WHAT IS EXPECTED: Your answer should be the records below, written out exactly.

Referring expression pointing data:
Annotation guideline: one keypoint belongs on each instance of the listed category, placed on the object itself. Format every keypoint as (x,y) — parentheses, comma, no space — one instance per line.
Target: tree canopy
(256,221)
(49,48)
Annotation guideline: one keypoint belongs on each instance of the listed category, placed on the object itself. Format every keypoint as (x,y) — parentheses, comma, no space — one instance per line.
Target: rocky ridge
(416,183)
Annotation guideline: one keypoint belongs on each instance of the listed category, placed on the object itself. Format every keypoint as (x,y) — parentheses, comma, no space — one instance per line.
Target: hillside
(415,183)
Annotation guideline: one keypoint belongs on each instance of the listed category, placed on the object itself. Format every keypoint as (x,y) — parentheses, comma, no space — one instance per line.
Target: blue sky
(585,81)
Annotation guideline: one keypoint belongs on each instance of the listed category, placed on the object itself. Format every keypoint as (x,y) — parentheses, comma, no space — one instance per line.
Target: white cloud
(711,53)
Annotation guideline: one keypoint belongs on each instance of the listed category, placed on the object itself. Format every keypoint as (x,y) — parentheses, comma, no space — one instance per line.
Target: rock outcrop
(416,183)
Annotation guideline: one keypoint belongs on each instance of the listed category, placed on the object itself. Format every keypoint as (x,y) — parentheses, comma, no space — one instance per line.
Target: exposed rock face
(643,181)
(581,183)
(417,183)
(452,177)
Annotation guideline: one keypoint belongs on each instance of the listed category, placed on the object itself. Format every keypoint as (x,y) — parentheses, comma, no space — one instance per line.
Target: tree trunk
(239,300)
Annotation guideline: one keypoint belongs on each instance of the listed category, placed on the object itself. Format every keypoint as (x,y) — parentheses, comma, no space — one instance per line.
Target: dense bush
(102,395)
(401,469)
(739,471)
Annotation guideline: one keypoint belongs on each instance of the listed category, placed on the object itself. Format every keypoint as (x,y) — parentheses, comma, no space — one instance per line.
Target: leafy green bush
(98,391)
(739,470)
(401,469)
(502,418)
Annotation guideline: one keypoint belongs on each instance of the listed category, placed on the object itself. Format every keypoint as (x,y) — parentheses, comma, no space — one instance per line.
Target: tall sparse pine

SOLUTION FOR THIS PROBLEM:
Annotation guideline: one keypoint belongs on each instance of the listed category, placed on the object itself. Format every keypoint as (x,y) — parentheses, comma, no space — one instance per line.
Target: tree canopy
(256,221)
(49,48)
Annotation guideline: one keypoint belongs on each instance of the listed category, placed on the object itself. Format every keypoint as (x,y) — parentheses, comma, no space — one instance per line.
Target: rocky ridge
(416,183)
Annotation guideline: one keypoint belongs on each instance of the listed category, placed on the object itself. Format every keypoint as (x,y) — parentheses, comma, no space — one instance per line.
Target: hillside
(415,183)
Annotation guideline: one keypoint belongs on each instance of the listed category, placed on the object itself. Format every keypoint as (x,y) — parentheses, comma, no space — one instance per line.
Target: blue sky
(585,81)
Annotation guideline: one keypoint belongs on each instance of the listed category, placed on the object itself. Format every keypoint as (x,y) — parentheses, comma, no space — one instance per line.
Target: white cloud
(711,53)
Annotation guideline: one keypoint belongs on each instance of the listed category, placed on the object itself. Format every keypoint as (x,y) — parentheses, comma, no space — one instance per line.
Target: rock outcrop
(416,183)
Annotation guideline: one keypoint belongs on each instance of the listed category, placed on the object itself. Format every keypoint as (x,y) — parentheses, comma, no space — one instance per line.
Target: exposed rock face
(643,181)
(581,183)
(417,183)
(452,177)
Annotation guideline: one keypoint belongs on each instance of the listed category, placed on the object itself. Format every keypoint as (x,y) — parentheses, comma, no space — one instance per line.
Target: tree trunk
(239,300)
Annotation guideline: one keypoint belongs on each instance of the listed category, placed on the object itself. Format every keypoint as (x,y) — parentheses, comma, no space — one instance per line.
Target: dense bush
(102,395)
(401,469)
(739,471)
Annotation guideline: one keypoint belongs on each instance of the listed category, placed on the object itself. Format every keypoint as (x,y) — parentheses, comma, no space — one instance per line.
Target: leafy green bush
(98,391)
(739,470)
(401,469)
(502,418)
Annotation guideline: one keypoint belongs on each instance of the listed category, placed on the object itself. Format every keypoint as (x,y) — parentheses, comma, no space — one instance per line.
Target: tall sparse pine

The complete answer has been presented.